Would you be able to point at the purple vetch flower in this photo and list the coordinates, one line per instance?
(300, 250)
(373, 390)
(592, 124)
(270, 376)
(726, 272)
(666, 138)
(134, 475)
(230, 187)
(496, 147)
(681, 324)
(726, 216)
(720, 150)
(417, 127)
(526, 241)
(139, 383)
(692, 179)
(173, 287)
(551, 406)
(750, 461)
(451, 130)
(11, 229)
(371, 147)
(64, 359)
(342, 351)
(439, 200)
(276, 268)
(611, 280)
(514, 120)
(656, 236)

# The problem
Could you return every line of the data above unchanged, character for character?

# Right answer
Would you be able to point at the purple vetch flower in this photo and list the coordinates, one line per instance?
(300, 250)
(373, 390)
(592, 124)
(270, 376)
(726, 272)
(666, 138)
(134, 475)
(230, 187)
(496, 147)
(681, 324)
(726, 216)
(720, 150)
(417, 127)
(526, 241)
(139, 383)
(692, 179)
(173, 287)
(551, 406)
(750, 461)
(451, 130)
(11, 229)
(371, 147)
(64, 359)
(342, 351)
(439, 200)
(276, 268)
(611, 280)
(514, 120)
(656, 236)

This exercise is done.